- _SÉRIE DE CONSIGNES_:
a - Selon le texte consacré à l'arrivée de Philippe Douste-Blazy au ministère de la Santé, à quelle date les réformes de l'assurance maladie devront-elles entrer en vigueur ?
b - Poursuivez le texte consacré à l'arrivée de Philippe Douste-Blazy au ministère de la Santé, à partir de la phrase « Mission impossible. »

- _EXTRAIT DE TEXTE_:

------------------------------------------------------------

Le revoilà. C’est donc Philippe Douste-Blazy, déjà locataire de l’Avenue de Ségur entre 1993 et 1995, qui reprend le siège de Jean-François Mattei à la Santé. Il obtient un ministère élargi à la Protection sociale et sera flanqué d’un secrétaire d’Etat à l’Assurance maladie.

« Nous avons un des meilleurs systèmes de santé, il faut le garder, le sauvegarder, le sauver ! », a lancé le nouveau ministre lors de la passation de pouvoirs, montrant qu’il entrait d’emblée dans le vif du sujet. Car c’est bien sur le devenir de la réforme du système de santé, entamée par Jean-François Mattei, que tout le monde l’attend. Le défi est de taille pour le député-maire de Toulouse qui n’aura pas forcément les coudées franches tant le sujet est bouillant pour le gouvernement.

D’ailleurs, la feuille de route, le calendrier et la méthode sont déjà tracés. Dans son discours de politique générale devant le Parlement, le 5 avril, Jean-Pierre Raffarin a fourni la partition. A Philippe Douste-Blazy de la mettre en musique. La réforme de l’assurance maladie, a dit le Premier ministre, devra « répondre à quatre objectifs : améliorer l’organisation du système, faire évoluer les comportements pour lutter contre les gaspillages, clarifier les responsabilités entre l’Etat et les gestionnaires de l’assurance maladie et, enfin, prendre des mesures pour rétablir les comptes ». Le calendrier non plus n’a pas bougé. « Le projet de réforme de notre assurance maladie sera débattu au Parlement à l’été comme prévu », a-t-il affirmé. Les réformes devront entrer en vigueur le 1er janvier 2005.

Mission impossible.

------------------------------------------------------------

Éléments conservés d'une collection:
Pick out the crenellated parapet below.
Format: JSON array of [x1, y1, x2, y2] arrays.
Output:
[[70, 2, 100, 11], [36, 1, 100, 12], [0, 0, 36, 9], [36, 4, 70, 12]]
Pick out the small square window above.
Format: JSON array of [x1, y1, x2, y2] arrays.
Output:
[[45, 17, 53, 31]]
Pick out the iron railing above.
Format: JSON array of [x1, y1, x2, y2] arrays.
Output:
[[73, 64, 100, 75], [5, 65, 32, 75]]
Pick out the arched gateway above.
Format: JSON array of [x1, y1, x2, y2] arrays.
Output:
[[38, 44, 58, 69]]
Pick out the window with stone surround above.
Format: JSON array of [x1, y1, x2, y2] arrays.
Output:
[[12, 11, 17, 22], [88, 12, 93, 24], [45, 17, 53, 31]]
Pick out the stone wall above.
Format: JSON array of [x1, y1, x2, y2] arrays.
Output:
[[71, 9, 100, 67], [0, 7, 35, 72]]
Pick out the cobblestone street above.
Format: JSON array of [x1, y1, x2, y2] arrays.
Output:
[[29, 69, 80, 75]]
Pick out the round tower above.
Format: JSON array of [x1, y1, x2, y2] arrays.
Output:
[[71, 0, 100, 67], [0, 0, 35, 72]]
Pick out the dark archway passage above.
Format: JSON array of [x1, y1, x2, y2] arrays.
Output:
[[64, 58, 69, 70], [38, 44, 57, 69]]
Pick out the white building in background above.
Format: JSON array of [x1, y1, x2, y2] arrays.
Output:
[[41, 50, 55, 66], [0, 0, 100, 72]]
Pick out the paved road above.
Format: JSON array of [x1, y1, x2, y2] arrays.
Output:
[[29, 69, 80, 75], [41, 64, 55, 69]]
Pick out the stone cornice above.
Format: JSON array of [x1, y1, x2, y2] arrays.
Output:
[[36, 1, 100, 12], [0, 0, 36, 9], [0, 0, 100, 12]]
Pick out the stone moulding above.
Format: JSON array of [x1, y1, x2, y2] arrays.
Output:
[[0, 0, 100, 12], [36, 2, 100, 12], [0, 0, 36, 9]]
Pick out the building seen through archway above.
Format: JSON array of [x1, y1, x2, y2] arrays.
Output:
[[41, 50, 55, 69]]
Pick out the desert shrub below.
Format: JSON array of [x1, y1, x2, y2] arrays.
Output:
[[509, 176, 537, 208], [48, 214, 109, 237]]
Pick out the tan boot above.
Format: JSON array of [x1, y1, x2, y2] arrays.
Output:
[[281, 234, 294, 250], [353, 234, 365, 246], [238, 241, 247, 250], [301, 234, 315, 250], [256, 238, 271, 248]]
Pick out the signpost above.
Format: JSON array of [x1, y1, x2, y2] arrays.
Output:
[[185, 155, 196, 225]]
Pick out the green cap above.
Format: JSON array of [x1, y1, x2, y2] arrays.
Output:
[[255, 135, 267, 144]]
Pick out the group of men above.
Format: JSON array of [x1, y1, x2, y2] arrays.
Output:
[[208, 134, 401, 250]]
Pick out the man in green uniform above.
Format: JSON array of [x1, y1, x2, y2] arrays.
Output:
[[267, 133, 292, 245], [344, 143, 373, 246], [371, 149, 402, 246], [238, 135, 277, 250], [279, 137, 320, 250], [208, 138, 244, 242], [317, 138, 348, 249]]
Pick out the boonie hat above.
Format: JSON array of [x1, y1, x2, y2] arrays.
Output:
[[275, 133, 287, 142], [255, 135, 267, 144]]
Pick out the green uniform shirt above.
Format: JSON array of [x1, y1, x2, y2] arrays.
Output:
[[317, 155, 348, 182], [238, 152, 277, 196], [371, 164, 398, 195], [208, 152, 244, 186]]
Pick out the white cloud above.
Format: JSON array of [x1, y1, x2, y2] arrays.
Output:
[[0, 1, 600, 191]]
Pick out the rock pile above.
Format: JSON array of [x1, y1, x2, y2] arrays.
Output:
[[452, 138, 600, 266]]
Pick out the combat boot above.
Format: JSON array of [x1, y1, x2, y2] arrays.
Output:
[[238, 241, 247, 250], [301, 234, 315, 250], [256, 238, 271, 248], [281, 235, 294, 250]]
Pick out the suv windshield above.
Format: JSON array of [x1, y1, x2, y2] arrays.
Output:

------------------------------------------------------------

- _LISTE DES RÉPONSES_:
a - Le 1er janvier 2005.

b -
Quant à la méthode, c’est le chef de l’Etat lui-même qui l’a fixée dans son intervention télévisée du 1er avril. Il a appelé de ses voeux un débat, une solution « à l’allemande ». « Quand il y a un grand débat national, il est indispensable qu’il y ait un accord national. Imposer une solution n’est pas possible. Il est indispensable que les partenaires sociaux et le gouvernement et aussi la majorité et l’opposition, sur un sujet aussi vital, se rassemblent pour discuter ensemble, pour trouver une solution. » Surtout, Jacques Chirac a promis que le gouvernement ne passerait pas par la voie des ordonnances pour faire passer la réforme.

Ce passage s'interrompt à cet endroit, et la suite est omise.